**Page:**
━━━━━━

9. PAYMENT OF PURCHASE PRICE; CHANGES IN PAYROLL DEDUCTIONS; ISSUANCE OF SHARES
     (a) The purchase price of the shares is accumulated by regular payroll deductions made during each Purchase Period. The deductions are made as a percentage of the participant’s compensation in one percent (1%) increments not less than one percent (1%) nor greater than fifteen percent (15%), not to exceed $25,000 per year or such other limit set by the Administrator. Compensation shall mean all cash compensation including, but not limited to, base salary, wages, commissions, overtime, shift premiums and bonuses, plus draws against commissions; provided, however, that for purposes of determining a participant’s compensation, any election by such participant to reduce his or her regular cash remuneration under Sections 125 or 401(k) of the Code shall be treated as if the participant did not make such election. Payroll deductions shall commence on the first payday following the Offering Date and shall continue to the end of the Purchase Period unless sooner altered or terminated as provided in the Plan.
     (b) A participant may decrease (but not increase) the rate of payroll deductions during a Purchase Period by filing with the Treasury Department a new authorization for payroll deductions, in which case the new rate shall become effective for the next payroll period commencing more than fifteen (15) days after the Treasury Department’s receipt of the authorization and shall continue for the remainder of the Purchase Period unless changed as described below. Such change in the rate of payroll deductions may be made at any time during a Purchase Period, but not more than one change may be made effective during any Purchase Period. A participant may increase or decrease the rate of payroll deductions for any subsequent Purchase Period by filing with the Treasury Department a new authorization for payroll deductions not later than the business day before the beginning of such Purchase Period. An increase or decrease in a participant’s payroll deduction does not start a new Offering Period.

━━━━━━

**Dataset excerpts:**
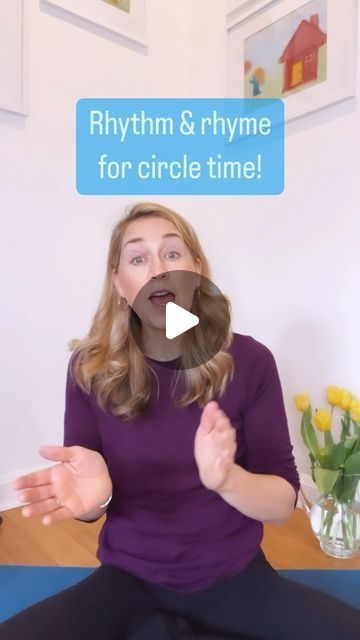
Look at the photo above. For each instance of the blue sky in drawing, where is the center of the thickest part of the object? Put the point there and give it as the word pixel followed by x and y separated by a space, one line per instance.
pixel 266 46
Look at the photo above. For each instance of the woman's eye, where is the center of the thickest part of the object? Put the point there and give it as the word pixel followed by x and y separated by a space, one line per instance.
pixel 172 255
pixel 137 260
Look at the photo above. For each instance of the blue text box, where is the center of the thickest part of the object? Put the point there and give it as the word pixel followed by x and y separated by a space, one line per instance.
pixel 197 146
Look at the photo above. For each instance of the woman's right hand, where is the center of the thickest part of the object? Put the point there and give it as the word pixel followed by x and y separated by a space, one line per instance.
pixel 80 483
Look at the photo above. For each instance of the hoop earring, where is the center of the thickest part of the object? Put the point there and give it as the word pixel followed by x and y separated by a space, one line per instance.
pixel 123 303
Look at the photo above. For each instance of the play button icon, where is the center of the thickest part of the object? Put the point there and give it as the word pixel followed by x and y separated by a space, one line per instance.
pixel 178 320
pixel 186 308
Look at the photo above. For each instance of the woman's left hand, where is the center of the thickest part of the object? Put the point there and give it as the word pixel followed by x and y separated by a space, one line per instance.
pixel 214 446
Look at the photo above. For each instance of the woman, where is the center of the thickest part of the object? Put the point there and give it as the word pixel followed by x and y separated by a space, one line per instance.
pixel 188 462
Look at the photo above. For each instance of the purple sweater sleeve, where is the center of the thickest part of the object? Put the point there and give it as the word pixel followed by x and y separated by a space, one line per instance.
pixel 268 445
pixel 80 423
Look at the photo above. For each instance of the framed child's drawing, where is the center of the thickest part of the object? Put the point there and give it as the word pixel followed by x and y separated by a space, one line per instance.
pixel 303 52
pixel 125 18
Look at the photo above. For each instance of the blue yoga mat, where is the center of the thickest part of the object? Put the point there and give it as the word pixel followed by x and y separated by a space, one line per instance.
pixel 24 585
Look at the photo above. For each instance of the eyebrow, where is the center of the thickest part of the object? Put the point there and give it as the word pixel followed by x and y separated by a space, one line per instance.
pixel 166 235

━━━━━━

**Set of tasks:**
1 – According to the plan section on payroll deductions, which forms of cash pay count as compensation? List every one it names.
2 – Write the next part of the plan section on payroll deductions, starting after its last sentence.
The entries play no part in what follows.

**Task results:**
1 –
- Base salary
- Wages
- Commissions
- Overtime
- Shift premiums
- Bonuses
- Draws against commissions

2 –
     (c) All payroll deductions made for a participant are credited to his or her account under the Plan and are deposited with the general funds of the Company. No interest accrues on the payroll deductions. All payroll deductions received or held by the Company or a Subsidiary, respectively, may be used by the Company or a Subsidiary, respectively, for any corporate purposes, and neither the Company nor a Subsidiary shall be obligated to segregate such payroll deductions.
     (d) On each Purchase Date, so long as the Plan remains in effect and provided that the participant has not submitted a signed and completed withdrawal form before that date which notifies the Company or a Subsidiary, respectively, that the participant wishes to withdraw from that Purchase Period under the Plan and have all payroll deductions accumulated in the account maintained on behalf of the participant as of that date returned to the participant, the Company shall apply the funds then in the participant’s account to the purchase of whole shares of Common Stock reserved under the option granted to such participant with respect to the Purchase Period to the extent that such option is exercisable on the Purchase Date. The purchase price per share shall be as specified in Section 8 of the Plan. Any cash remaining in a participant’s account after such purchase of shares shall be refunded to such participant in cash, without interest; provided, however, that any amount remaining in such participant’s account on a Purchase Date which is less than the amount necessary to purchase a full share of Common Stock of the Company shall be carried forward, without interest, into the next Purchase Period. In the event that the Plan has been oversubscribed, all funds not used to purchase shares on the Purchase Date shall be returned to the participant, without interest. No Common Stock shall be purchased on a Purchase Date on behalf of any employee whose participation in the Plan has terminated prior to such Purchase Date.
     (e) As promptly as practicable after the Purchase Date, the Company shall arrange the delivery to each participant of a certificate representing the shares purchased upon exercise of his or her option; provided, however, that the Administrator may deliver certificates to a broker or brokers that hold such certificate in a street name for the benefit of each such participant.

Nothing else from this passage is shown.